Task description:
Find every line in the listing below that contains the word "shoe", and copy each of those lines.
□ □ □ □
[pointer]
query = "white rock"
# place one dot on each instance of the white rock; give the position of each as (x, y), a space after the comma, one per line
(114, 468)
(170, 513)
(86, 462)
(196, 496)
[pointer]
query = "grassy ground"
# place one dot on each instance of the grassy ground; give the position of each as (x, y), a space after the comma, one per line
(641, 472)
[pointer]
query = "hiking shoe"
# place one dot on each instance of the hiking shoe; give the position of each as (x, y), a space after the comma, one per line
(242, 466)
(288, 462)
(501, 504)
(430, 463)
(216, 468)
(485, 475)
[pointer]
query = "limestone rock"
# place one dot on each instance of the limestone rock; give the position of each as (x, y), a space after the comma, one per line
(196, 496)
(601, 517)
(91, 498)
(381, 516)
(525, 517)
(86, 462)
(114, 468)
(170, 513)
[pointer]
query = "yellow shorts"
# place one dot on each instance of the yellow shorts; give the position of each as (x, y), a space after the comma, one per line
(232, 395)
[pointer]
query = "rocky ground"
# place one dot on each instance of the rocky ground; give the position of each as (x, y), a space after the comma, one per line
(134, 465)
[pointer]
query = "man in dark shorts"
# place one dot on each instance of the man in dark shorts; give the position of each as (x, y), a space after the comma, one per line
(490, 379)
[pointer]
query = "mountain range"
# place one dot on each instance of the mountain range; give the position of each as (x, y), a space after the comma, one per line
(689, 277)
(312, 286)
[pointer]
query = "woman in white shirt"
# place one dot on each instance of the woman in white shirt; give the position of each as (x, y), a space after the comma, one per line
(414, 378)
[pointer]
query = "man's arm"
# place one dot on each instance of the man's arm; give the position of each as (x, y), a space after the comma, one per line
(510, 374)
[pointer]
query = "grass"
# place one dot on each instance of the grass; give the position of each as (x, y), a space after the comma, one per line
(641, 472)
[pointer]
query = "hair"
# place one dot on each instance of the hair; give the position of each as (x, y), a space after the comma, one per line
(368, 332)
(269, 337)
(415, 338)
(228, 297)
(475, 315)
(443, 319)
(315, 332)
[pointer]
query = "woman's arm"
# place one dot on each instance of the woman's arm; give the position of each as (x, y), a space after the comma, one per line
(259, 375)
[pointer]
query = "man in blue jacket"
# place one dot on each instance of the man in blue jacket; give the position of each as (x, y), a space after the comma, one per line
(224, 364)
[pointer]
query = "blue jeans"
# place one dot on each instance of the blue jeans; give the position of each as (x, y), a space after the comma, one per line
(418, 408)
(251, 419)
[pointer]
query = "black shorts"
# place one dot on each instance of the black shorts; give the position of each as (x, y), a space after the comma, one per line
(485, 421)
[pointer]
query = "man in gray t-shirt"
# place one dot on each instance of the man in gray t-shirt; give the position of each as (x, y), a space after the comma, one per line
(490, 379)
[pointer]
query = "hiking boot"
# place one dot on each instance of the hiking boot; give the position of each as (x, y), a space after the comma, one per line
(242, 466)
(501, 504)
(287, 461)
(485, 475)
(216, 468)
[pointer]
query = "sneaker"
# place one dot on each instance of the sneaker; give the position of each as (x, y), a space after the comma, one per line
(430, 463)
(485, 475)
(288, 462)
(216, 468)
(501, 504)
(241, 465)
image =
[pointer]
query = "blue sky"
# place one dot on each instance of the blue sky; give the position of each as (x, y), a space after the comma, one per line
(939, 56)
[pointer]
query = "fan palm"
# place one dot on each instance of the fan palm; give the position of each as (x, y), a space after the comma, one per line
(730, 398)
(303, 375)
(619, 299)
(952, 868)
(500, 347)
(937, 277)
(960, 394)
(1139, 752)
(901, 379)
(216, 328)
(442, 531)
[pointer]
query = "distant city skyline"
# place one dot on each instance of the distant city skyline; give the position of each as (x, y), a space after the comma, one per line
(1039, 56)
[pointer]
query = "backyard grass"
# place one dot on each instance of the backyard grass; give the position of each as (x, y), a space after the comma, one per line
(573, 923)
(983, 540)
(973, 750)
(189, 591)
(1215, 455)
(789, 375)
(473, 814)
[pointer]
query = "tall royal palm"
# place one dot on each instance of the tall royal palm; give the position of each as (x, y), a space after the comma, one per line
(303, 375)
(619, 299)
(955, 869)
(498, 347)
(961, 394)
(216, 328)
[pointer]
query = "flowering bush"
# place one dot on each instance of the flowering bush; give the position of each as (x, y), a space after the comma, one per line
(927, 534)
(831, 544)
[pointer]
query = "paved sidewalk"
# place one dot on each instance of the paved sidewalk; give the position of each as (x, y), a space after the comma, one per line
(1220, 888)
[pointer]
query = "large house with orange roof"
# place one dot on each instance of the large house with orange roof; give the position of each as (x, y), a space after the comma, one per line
□ □ □ □
Result of this task:
query = "hiking shoe"
# place one dot on each instance of the hiking shoe; give the position of each as (x, y), a space after the comma, one per line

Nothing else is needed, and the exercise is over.